# Set problem 1
According to the drive review, what two ways can the unit be connected?

# Extract to read
++++++++
This drive is an excellent all-rounder and is proof of Maxtor's commitment to quality.
After having experience with what basically amounts to a brain-dead HDD extension lead with a box on the end (eg. these things) I was expecting more of the same, but with a bit of extra -oomph- in that this unit has a choice of USB or Firewire connection, and a button on the front to trigger software... but I wasn't expecting what happened...
Unpacking the box I was impressed at how complete the kit... powerpack, USB cable, Firewire cable, software CD and manual, and of course the drive itself... nothing was left to buy, as you find in some low-quality ranges. An excellent early sign of the high standards Maxtor set for themselves. So, deciding to utilise my fancy new USB hub I selected the USB cable and plugged it all together. -pause- OK... unplug it all, check the plugs, sockets and cables, test the USB port (yup, the pendrive lights up fine), plug it all back together and... ummm... wonder what's going on!
OK, so maybe there's issue with the USB... so I unplugged it all and reconnected it, this time using the Firewire cable... nope... no lights, no activity, but I could just hear the drive spinning inside the case. (So at least it had proved it's quiet). After a few phonecalls to the helpdesk, and some research online I realised the problem lay with...
... my PC and the flakey installation of the ever-popular operating system, WindowsXP.
++++++++
# Set problem 2
Please write out the records word for word, beginning with the line that contains "Look at the photo above. For each instance of the window" and continuing through the last line of the records, including both.
++++++++
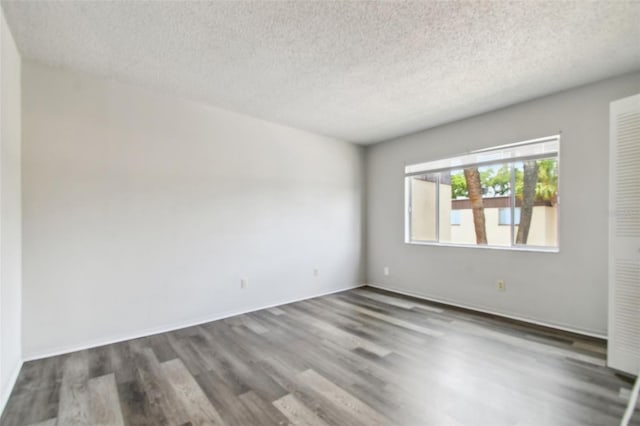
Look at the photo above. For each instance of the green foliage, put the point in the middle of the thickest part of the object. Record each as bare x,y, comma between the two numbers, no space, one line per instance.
458,186
496,182
547,184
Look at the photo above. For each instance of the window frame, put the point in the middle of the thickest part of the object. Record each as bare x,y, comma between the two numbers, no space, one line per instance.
419,169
++++++++
# Full response 1
By USB or by Firewire.

# Full response 2
Look at the photo above. For each instance of the window frame, put the point in the middle of the thickest part of the object. Record each as bare x,y, comma between the two numbers, no space, one line per instance.
419,169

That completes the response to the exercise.